● Objective:
Reproduce the stretch of the rhinestone lead thread from "## MarStephenson761 (Sep" through "(Sep 16, 2011)".

All kinds of products come into Walmart, Target, etc... that are suppose to be compliant. Independent testing has found excessive lead and other heavy metals in products including children toys.

The gimmick with rhinestones is that many companies in the USA say they have low lead or lead free rhinestones but how would they know unless they did their own testing? 

Yes the manufacture in some other country can provide you with a testing certificate that was done 2 years ago on some random size and random color but no one will ever provide you with test results on every color, every size and every batch made. Regardless, USA law wouldn't recognize an out of country lab result anyway. Whoever you buy rhinestones from would have to do the testing and provide you the results or you would have to do your own.

I would challenge anyone to find a rhinestones that uses the word "Compliant" instead of low lead or lead free. We could market Bella Machine Cut Rhinestones as "Low Lead" since it does have a lower amount of lead than lead itself but that would be misleading and definitely not compliant.

Best of luck filtering through all the misleading information that is out there....


----------



## MarStephenson761 (Sep 19, 2011)

I've always like you work Jasmyn and these look great too. 

But have you looked doing spangle transfers? You'll still get the BLING, same lot's of money on stones and never have to worry about CPSIA stuf.


----------



## jasmynn (Sep 16, 2011)

MarStephenson761 said:


> I've always like you work Jasmyn and these look great too.
> 
> But have you looked doing spangle transfers? You'll still get the BLING, same lot's of money on stones and never have to worry about CPSIA stuf.


I would love to do spangle, but my machine does rhinestones only 

However, I have lead free rhinestones also.


----------



## jennGO (Mar 11, 2014)

Are the lead free rhinestones from shine art just as good as ones with lead?


----------

● Dataset extract:
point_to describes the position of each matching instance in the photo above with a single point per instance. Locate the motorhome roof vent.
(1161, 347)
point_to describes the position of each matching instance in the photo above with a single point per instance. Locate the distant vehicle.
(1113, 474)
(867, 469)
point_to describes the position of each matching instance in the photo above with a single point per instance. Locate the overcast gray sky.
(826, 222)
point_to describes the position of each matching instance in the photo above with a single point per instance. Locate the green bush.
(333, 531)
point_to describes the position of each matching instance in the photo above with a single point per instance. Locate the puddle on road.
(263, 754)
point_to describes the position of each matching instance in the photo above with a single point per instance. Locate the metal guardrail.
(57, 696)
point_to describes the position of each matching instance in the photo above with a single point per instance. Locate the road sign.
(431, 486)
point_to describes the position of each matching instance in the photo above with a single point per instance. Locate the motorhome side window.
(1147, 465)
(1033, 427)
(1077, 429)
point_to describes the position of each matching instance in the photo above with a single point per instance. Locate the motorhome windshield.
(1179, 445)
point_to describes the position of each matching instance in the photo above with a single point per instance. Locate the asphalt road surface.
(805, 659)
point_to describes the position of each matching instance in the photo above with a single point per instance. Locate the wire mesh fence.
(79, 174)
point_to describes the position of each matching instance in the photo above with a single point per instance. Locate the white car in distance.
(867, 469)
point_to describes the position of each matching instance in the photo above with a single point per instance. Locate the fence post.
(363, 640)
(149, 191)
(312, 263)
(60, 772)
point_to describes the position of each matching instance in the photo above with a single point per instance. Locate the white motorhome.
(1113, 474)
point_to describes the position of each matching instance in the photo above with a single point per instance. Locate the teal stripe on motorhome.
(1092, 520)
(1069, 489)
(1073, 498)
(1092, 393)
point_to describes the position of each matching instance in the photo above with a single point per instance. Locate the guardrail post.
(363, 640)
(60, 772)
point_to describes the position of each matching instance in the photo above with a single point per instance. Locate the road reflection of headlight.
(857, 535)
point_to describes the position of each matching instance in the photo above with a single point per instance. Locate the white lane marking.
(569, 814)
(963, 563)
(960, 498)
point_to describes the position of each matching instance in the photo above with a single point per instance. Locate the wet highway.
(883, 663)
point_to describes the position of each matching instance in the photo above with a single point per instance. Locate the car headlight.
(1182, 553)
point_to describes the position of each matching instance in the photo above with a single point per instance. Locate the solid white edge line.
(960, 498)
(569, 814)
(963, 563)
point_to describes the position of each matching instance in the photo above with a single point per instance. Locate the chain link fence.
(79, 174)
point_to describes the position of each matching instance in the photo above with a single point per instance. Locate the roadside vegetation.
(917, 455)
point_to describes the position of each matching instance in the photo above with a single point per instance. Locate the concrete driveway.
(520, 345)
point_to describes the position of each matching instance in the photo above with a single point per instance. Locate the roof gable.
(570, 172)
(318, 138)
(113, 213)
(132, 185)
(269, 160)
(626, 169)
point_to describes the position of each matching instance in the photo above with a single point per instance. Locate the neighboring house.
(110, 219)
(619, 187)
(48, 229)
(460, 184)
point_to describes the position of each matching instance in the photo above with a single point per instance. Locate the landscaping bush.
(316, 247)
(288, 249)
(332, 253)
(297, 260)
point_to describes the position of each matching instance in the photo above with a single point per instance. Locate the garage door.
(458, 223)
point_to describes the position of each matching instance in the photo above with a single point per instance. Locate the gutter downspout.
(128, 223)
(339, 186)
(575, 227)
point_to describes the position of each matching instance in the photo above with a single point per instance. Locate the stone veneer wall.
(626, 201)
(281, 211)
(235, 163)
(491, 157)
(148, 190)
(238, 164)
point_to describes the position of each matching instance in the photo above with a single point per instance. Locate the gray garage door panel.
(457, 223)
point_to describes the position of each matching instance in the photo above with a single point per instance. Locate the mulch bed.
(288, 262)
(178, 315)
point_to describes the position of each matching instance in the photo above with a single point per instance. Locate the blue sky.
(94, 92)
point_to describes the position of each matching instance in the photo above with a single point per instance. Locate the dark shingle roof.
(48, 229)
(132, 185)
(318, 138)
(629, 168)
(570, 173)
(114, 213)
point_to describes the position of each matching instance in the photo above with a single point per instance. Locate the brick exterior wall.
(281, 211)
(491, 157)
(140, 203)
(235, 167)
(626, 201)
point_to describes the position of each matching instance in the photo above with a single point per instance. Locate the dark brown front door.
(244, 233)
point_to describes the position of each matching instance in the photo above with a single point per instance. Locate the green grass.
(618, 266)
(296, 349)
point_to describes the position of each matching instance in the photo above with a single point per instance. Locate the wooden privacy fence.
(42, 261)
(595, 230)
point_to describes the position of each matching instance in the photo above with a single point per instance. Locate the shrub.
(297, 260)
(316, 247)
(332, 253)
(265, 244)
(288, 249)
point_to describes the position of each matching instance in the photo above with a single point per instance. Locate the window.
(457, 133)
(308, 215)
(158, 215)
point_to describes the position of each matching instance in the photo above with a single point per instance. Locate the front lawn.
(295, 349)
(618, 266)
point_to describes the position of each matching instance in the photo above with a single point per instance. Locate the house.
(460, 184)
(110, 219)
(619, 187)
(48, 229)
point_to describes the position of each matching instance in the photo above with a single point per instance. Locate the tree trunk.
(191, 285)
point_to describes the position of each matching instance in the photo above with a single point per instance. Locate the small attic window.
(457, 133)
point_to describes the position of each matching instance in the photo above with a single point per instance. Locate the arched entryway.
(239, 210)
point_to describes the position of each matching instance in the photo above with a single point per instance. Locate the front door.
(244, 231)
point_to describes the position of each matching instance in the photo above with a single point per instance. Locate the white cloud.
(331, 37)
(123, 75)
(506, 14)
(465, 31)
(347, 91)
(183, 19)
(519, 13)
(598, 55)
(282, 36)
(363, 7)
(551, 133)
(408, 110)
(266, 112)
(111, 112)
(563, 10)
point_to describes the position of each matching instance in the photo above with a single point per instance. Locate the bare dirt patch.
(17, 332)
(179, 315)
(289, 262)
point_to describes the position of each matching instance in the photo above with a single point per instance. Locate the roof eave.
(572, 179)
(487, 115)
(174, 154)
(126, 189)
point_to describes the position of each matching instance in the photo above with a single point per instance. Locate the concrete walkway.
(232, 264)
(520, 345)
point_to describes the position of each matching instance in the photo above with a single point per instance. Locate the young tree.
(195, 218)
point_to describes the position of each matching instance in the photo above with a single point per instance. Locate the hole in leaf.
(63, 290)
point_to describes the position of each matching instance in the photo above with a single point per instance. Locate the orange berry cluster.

● The answer:
## MarStephenson761 (Sep 19, 2011)

I've always like you work Jasmyn and these look great too. 

But have you looked doing spangle transfers? You'll still get the BLING, same lot's of money on stones and never have to worry about CPSIA stuf.


----------



## jasmynn (Sep 16, 2011)